_PROVIDED ENTRIES_
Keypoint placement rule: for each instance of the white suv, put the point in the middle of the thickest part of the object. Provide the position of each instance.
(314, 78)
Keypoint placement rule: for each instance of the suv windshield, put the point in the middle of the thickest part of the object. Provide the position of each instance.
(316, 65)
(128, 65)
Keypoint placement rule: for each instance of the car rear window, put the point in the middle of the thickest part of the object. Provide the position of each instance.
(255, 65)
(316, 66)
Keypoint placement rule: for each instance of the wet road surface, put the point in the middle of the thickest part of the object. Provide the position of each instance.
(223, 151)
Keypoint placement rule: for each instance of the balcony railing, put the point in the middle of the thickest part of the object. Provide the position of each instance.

* * *

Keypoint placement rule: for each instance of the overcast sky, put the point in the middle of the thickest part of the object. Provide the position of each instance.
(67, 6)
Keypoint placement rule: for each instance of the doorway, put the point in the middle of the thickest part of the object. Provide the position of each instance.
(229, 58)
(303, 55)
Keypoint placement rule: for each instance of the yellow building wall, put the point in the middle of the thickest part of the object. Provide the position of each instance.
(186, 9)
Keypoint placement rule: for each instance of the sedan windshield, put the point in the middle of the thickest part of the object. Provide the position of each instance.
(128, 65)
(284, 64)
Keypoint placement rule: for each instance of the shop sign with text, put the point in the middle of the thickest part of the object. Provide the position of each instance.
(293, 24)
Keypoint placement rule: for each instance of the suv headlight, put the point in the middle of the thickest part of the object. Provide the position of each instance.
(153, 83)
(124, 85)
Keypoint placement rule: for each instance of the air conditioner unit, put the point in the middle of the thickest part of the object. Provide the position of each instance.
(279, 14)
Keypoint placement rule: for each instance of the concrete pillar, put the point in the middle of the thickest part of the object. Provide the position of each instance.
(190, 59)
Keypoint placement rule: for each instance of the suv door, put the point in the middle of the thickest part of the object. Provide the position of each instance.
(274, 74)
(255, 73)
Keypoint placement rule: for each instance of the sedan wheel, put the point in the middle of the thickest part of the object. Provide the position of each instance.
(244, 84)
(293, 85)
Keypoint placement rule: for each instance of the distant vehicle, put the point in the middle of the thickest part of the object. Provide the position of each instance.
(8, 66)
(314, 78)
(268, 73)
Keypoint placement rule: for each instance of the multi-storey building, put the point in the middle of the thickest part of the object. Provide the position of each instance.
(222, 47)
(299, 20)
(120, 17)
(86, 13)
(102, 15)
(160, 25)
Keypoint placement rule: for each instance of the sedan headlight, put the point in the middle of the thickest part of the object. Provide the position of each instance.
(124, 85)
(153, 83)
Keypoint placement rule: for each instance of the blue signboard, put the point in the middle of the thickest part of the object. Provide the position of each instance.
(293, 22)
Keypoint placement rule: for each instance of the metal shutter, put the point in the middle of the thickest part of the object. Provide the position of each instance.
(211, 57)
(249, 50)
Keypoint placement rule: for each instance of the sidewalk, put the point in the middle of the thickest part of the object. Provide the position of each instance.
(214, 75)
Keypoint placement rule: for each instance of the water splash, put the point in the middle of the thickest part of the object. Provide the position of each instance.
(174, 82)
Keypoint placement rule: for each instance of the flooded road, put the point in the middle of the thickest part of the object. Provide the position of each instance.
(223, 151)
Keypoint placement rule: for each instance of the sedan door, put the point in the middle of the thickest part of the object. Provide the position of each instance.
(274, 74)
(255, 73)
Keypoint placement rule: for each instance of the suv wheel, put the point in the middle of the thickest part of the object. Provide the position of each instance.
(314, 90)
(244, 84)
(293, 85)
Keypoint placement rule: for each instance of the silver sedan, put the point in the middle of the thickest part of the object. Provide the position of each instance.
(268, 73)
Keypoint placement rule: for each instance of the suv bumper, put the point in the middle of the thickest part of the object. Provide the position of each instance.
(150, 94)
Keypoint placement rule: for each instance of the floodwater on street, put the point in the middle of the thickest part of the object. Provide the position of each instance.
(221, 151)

* * *

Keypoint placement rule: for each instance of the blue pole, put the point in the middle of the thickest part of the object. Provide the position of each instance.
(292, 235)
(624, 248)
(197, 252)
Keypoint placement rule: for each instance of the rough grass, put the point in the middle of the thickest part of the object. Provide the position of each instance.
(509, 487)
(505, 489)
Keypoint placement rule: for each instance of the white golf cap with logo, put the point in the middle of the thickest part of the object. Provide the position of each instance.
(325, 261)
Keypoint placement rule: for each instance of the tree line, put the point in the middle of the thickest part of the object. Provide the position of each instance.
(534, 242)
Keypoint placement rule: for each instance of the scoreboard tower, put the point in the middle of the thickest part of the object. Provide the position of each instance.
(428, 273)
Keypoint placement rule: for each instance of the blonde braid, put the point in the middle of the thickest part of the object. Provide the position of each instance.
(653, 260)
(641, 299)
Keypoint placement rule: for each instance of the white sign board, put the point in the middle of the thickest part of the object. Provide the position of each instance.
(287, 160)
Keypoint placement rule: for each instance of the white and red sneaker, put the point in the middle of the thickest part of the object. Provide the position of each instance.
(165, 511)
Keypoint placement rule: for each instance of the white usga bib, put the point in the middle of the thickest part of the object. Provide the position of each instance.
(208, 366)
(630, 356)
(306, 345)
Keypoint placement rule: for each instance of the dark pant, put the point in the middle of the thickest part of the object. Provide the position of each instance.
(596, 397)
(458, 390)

_EXERCISE_
Repeat exactly the lines above from the one with "Keypoint placement rule: for each instance of the white suv, put" up to and including the one with "Keypoint placement rule: for each instance of the balcony". No other line belongs in the reply.

_EXERCISE RESULT_
Keypoint placement rule: for each instance of the white suv, put the point in the middle of the thickest part of the object. Provide the position of each instance.
(314, 78)
Keypoint placement rule: for each instance of the suv windshield, put the point in the middle of the thickest part of the object. Provide the position of each instance.
(316, 65)
(128, 65)
Keypoint placement rule: for each instance of the car rear window, put the point in the middle of the thickest part of the object. Provide the position of each instance.
(255, 65)
(316, 66)
Keypoint placement rule: for each instance of the wet road surface, put the point in the middle of the thickest part of the object. Provide the position of each instance.
(223, 151)
Keypoint placement rule: for each instance of the balcony railing, put the point in the middle of the thickest part of the object. Provide the position of each instance.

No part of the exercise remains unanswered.